▸ What this task involves
Output all of the following material as a Markdown table with two columns, Row and Line, giving each line its own numbered row and leaving out blank lines. Leave the pictures out of the answer.

▸ Entries
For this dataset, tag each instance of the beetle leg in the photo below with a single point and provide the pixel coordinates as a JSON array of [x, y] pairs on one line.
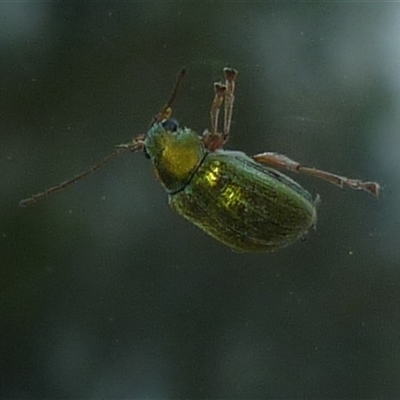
[[281, 161], [135, 145], [230, 77], [214, 140]]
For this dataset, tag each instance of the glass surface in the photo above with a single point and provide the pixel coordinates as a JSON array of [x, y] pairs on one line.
[[106, 293]]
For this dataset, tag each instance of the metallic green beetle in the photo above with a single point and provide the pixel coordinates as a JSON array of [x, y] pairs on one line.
[[239, 200]]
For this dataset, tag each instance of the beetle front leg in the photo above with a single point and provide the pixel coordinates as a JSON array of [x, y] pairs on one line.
[[214, 140], [281, 161]]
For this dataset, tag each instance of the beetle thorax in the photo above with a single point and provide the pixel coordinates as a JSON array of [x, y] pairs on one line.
[[175, 154]]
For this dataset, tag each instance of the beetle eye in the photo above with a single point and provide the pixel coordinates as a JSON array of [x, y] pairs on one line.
[[170, 125]]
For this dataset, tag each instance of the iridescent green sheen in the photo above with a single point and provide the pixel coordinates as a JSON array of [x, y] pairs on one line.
[[249, 207]]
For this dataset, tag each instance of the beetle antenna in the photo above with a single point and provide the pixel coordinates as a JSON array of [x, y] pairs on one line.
[[166, 111], [134, 145]]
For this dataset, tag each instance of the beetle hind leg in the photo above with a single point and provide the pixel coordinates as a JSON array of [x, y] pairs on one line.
[[280, 161]]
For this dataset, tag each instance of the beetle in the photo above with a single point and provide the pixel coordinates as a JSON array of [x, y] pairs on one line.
[[242, 201]]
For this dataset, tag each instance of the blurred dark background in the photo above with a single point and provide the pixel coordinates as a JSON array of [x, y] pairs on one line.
[[106, 293]]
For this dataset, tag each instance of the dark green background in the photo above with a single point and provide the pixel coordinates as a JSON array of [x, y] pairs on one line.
[[106, 293]]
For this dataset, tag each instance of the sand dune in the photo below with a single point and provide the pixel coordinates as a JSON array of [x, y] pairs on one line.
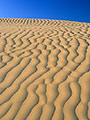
[[44, 70]]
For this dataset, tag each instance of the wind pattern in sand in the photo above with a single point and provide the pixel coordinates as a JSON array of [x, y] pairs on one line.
[[44, 70]]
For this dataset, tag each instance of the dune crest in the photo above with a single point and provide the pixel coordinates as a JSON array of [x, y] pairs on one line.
[[44, 70]]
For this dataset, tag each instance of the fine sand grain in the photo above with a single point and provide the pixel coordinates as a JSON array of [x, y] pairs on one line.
[[44, 70]]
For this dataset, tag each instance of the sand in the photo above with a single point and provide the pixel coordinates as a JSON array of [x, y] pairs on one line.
[[44, 70]]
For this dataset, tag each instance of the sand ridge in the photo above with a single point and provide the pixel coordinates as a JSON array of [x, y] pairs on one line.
[[44, 69]]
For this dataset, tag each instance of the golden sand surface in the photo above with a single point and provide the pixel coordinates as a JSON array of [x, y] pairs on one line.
[[44, 69]]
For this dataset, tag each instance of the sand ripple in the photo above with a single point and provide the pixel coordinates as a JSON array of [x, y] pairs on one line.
[[44, 70]]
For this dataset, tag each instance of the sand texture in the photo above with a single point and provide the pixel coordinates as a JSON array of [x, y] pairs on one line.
[[44, 70]]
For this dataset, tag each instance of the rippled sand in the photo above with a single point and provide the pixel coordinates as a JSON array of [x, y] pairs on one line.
[[44, 70]]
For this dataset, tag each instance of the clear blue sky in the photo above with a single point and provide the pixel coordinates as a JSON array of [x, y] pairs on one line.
[[72, 10]]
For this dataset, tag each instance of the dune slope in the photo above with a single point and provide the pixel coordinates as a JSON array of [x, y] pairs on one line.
[[44, 70]]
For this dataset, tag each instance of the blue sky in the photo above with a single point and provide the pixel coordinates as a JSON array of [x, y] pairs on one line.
[[72, 10]]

▸ Answer to the problem
| Row | Line |
|---|---|
| 1 | For this dataset, tag each instance of the beetle leg in the photo below with a single point and provide the pixel coordinates as a JSON array of [x, y] pairs on one line. |
| 2 | [[281, 161], [135, 145], [230, 77], [214, 140]] |
| 3 | For this dataset, tag each instance of the glass surface in the photo above with a single point and provide the pixel coordinates as a JSON array of [x, y] pairs on one line. |
| 4 | [[106, 293]] |
| 5 | For this dataset, tag each instance of the metallic green beetle in the photo above with a single point and provide the pixel coordinates as a JSON array of [x, y] pairs on one line. |
| 6 | [[239, 200]] |
| 7 | For this dataset, tag each instance of the beetle front leg in the photo above with a single point and provide the pixel coordinates as a JSON array of [x, y] pairs on one line. |
| 8 | [[214, 140], [281, 161]] |
| 9 | For this dataset, tag each instance of the beetle thorax in the photo above with a single point and provide the pixel coordinates as a JSON array of [x, y] pairs on one line. |
| 10 | [[175, 154]] |
| 11 | For this dataset, tag each instance of the beetle eye in the photo above with a single point and provide the pixel coordinates as a JSON array of [x, y] pairs on one line. |
| 12 | [[170, 125]] |
| 13 | For this dataset, tag each instance of the iridescent green sheen in the photo above with a single point and provide the pixel coordinates as a JSON array of [x, y] pairs on one line. |
| 14 | [[249, 207]] |
| 15 | For this dataset, tag each instance of the beetle antenna in the photo above with a single point and provide the pixel coordinates as a JSON array of [x, y] pairs on one line. |
| 16 | [[166, 111], [134, 145]] |
| 17 | For this dataset, tag each instance of the beetle hind leg in the photo above with a single point and provide the pixel coordinates as a JSON array of [x, y] pairs on one line. |
| 18 | [[280, 161]] |
| 19 | For this dataset, tag each instance of the beetle in the photo above with a single point and provide the pixel coordinates as a JSON array of [x, y] pairs on one line. |
| 20 | [[242, 201]] |
| 21 | For this dataset, tag each instance of the blurred dark background in the photo above with a single point and provide the pixel coordinates as a JSON array of [x, y] pairs on one line. |
| 22 | [[106, 293]] |
| 23 | For this dataset, tag each instance of the dark green background in the photo above with a single point and provide the pixel coordinates as a JSON array of [x, y] pairs on one line. |
| 24 | [[106, 293]] |
| 25 | For this dataset, tag each instance of the sand dune in the photo below with a single point and provide the pixel coordinates as a JSON array of [x, y] pairs on one line. |
| 26 | [[44, 70]] |
| 27 | For this dataset, tag each instance of the wind pattern in sand in the photo above with a single point and provide the pixel coordinates as a JSON array of [x, y] pairs on one line. |
| 28 | [[44, 70]] |
| 29 | For this dataset, tag each instance of the dune crest in the photo above with a single point and provide the pixel coordinates as a JSON array of [x, y] pairs on one line. |
| 30 | [[44, 70]] |
| 31 | For this dataset, tag each instance of the fine sand grain in the photo above with a single point and provide the pixel coordinates as a JSON array of [x, y] pairs on one line. |
| 32 | [[44, 70]] |
| 33 | For this dataset, tag each instance of the sand in the photo above with a single point and provide the pixel coordinates as a JSON array of [x, y] pairs on one line. |
| 34 | [[44, 70]] |
| 35 | For this dataset, tag each instance of the sand ridge in the photo above with a single point and provide the pixel coordinates as a JSON array of [x, y] pairs on one line. |
| 36 | [[44, 69]] |
| 37 | For this dataset, tag each instance of the golden sand surface in the photo above with a single point and provide the pixel coordinates as a JSON array of [x, y] pairs on one line. |
| 38 | [[44, 69]] |
| 39 | For this dataset, tag each instance of the sand ripple in the photo above with a single point and provide the pixel coordinates as a JSON array of [x, y] pairs on one line. |
| 40 | [[44, 70]] |
| 41 | For this dataset, tag each instance of the sand texture in the photo above with a single point and provide the pixel coordinates as a JSON array of [x, y] pairs on one line. |
| 42 | [[44, 70]] |
| 43 | For this dataset, tag each instance of the rippled sand in the photo above with a single point and provide the pixel coordinates as a JSON array of [x, y] pairs on one line. |
| 44 | [[44, 70]] |
| 45 | For this dataset, tag each instance of the clear blue sky in the photo above with a single point and provide the pixel coordinates as a JSON array of [x, y] pairs on one line. |
| 46 | [[72, 10]] |
| 47 | For this dataset, tag each instance of the dune slope in the photo above with a single point and provide the pixel coordinates as a JSON array of [x, y] pairs on one line. |
| 48 | [[44, 70]] |
| 49 | For this dataset, tag each instance of the blue sky in the photo above with a single point and provide the pixel coordinates as a JSON array of [x, y] pairs on one line. |
| 50 | [[72, 10]] |